■ QUOTED PASSAGE ■
****************
Viking World 2016 – Public Lectures

So, this blogging thing’s not going well for me, but I do finally have something relevant to talk about!

A few weeks ago, on Monday 27th June, I travelled back to Nottingham, my postgraduate alma mater, in order to attend two very interesting public events about writing historical fiction. These events were held as part of the international conference called The Viking World: Diversity and Change. Sadly I wasn’t able to attend the whole thing, or even any of the academic parts at all, but if you’re interested like I was feel free to browse #vikingworld16 on Twitter for some very exciting live tweets, photos and summaries of papers. I think next year I’ll be putting some holiday and money aside just in case another Anglo-Saxon/Viking era conference comes along. I do miss academia a lot.

So, I did at least get to go to these talks! I’m going to talk about the second one first, since I got so engrossed in what Dr Victoria Whitworth was saying that I forgot to take any notes, oops…

As a result, I have less concrete things to say about this one. Everything will be paraphrased and unreliably pulled from my memory. Broadly, it was a fascinating talk about how she started writing historical fiction. Unlike the other writers invited to speak in the roundtable (more on them in a bit) her first novel, The Bone Thief, came about by accident. She was struggling to figure out a certain area of research in her academic writing, and gradually realised that, well, if there weren’t enough facts and too much speculation for academia, there were certainly enough facts and speculation for a historical novel.

She calls The Bone Thief and its sequel the Traitor’s Pit (check them out more here) archaeological fiction. Her PHD thesis was focused on burials and the journey of death: to quote her university page,”the development of the concept of Christian burial and associated beliefs and practices in Anglo-Saxon and Anglo-Scandinavian England” as demonstrated by her academic publication Dying and Death in Later Anglo-Saxon England. The excerpt she read from to us from her novel involved the characters trying to dig up a saint’s bones. The books seemed much more based around the real life detritus of graves, bones and material remains than the “typical” research areas of documentation. More on that topic in the roundtable. Victoria also said some interesting stuff about how writing historical novels had influenced her academic writing and made it more creative. I’m vey annoyed that I can’t properly talk about this lecture and make it sound as a cool as it was. That’ll teach me not to make notes.

To the first event, the writers’ roundtable!

The Writers

(all descriptions are taken from this page of the Nottingham university website, where you can also find links to the authors’ individual websites)

Justin Hill: “[his] fiction spans eras as distant from one another as Anglo Saxon England to Tang Dynasty, China. His work has won numerous awards, including the Geoffrey Faber Memorial Prize, the Somerset Maugham Award, a Betty Trask Award, as well as being both the Sunday Times and the Washington Post Books of the Year. In 2014 he was selected to write the sequel to the Oscar winning film, Crouching Tiger Hidden Dragon, due for release in 2016. An engaging and inspiring teacher, Justin now teaches Creative Writing at Sheffield Hallam University. “

Victoria Whitwood: “After going to school in Nairobi, New York, London and Letchworth, Victoria read English at St Anne’s College, Oxford, did an M.A in Icelandic Literature at the Centre for Medieval Studies in York followed by a D. Phil in the English Department. She has published a wide range of academic articles and a book (Dying and Death in Later Anglo-Saxon England). Her current research is on the Viking Age sculpture of Britain and Ireland. Victoria is also the author of The Bone Thief and its sequel, The Traitors’ Pit. Set in 900AD after the death of King Alfred the Great they tell the story of a young cleric Wulfgar, his adventures and conflicted loyalties.
****************
■ WHAT THE TASK ASKS ■
Please carry on the blog post about the Viking World 2016 lectures from the point where it stops. The rows that follow play no part in this.

■ RECORD SET ■
****************
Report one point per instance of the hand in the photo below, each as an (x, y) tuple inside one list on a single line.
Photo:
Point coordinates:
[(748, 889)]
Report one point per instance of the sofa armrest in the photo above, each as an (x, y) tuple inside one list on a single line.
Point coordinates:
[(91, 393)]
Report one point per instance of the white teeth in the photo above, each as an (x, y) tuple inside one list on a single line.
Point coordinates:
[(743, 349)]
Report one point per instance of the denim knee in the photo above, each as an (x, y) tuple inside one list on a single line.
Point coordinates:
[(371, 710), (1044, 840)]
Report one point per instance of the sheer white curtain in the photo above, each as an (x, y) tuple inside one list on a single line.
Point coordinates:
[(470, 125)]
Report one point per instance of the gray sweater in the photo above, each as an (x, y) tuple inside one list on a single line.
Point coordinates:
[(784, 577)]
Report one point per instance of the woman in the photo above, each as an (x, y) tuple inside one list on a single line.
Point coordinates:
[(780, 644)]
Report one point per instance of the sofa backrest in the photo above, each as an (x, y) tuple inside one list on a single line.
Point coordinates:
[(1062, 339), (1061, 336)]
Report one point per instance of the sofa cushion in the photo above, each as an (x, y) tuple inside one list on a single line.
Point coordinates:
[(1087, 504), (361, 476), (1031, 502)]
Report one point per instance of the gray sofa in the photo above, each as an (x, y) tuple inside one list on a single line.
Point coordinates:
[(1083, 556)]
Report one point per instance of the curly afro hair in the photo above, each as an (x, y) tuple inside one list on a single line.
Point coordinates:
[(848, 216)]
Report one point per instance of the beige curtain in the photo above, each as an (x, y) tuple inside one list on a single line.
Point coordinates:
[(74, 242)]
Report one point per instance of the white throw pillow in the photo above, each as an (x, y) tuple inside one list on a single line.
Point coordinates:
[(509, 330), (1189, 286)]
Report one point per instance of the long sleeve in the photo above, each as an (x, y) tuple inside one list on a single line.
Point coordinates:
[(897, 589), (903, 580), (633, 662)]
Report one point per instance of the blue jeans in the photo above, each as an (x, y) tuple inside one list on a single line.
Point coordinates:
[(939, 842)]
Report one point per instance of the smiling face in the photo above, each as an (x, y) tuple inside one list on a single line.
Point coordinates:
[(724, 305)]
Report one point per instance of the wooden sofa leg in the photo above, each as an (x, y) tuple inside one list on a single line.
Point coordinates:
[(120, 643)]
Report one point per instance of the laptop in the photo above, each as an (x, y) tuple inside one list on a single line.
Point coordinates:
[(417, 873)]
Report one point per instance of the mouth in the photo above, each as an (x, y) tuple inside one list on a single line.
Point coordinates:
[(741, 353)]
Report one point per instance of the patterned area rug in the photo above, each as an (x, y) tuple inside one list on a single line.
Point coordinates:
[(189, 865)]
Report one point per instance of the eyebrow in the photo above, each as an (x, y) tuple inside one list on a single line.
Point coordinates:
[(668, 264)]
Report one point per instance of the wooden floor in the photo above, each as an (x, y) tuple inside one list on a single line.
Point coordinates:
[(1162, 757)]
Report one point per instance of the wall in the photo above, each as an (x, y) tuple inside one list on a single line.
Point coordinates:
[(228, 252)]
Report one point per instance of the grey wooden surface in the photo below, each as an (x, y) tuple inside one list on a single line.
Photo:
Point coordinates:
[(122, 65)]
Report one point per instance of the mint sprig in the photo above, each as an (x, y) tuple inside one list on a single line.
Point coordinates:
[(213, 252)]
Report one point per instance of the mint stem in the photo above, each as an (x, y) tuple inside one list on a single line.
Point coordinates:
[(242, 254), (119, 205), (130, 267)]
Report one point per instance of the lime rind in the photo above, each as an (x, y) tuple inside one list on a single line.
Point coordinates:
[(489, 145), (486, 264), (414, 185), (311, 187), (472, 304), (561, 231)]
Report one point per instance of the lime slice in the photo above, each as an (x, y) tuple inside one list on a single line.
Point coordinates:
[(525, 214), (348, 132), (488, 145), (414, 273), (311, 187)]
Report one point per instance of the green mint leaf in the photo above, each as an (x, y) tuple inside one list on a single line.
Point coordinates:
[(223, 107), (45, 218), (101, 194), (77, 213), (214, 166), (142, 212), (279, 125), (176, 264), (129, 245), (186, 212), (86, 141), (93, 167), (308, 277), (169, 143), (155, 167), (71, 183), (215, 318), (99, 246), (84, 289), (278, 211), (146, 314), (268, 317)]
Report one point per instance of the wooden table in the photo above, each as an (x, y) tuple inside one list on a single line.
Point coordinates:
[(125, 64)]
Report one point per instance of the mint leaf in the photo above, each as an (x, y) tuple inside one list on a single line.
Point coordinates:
****************
■ OUTPUT OF THE EXERCISE ■
James Aitchison: “… born in Wiltshire in 1985 and studied History at Emmanuel College, Cambridge, where he developed a special interest in the Middle Ages and the Norman Conquest in particular. Sworn Sword is his first novel, featuring the knight Tancred and set in England during the turbulent years following 1066. Tancred’s adventures continue with The Splintered Kingdom and Knights of the Hawk. The Harrowing, James’s fourth novel, will be published in 2016”

Helen Hollick: “… lives on a thirteen-acre farm in Devon. Born in London, Helen wrote pony stories as a teenager, moved to science-fiction and fantasy, and then discovered historical fiction. Published for over twenty years with her Arthurian Trilogy, and the 1066 era, she became a ‘USA Today’ bestseller with her novel about Queen Emma The Forever Queen (titled A Hollow Crown in the UK) She also writes the Sea Witch Voyages, pirate-based adventures with a touch of fantasy. As a supporter of Indie Authors she is Managing Editor for the Historical Novel Society Indie Reviews, and inaugurated the HNS Indie Award.”

The roundtable was led by Professor Matthew Welton.

Here I took lots of notes. So many notes. I scribbled away like I haven’t done since I was a baby first year who thought that was what you did in lectures.

WP_20160716_13_52_42_Pro
Five pages of this!

For this one, then, I am pretty confident that I have the broad brushstrokes of a lot of what  the writers said (with the weird exception of question two …)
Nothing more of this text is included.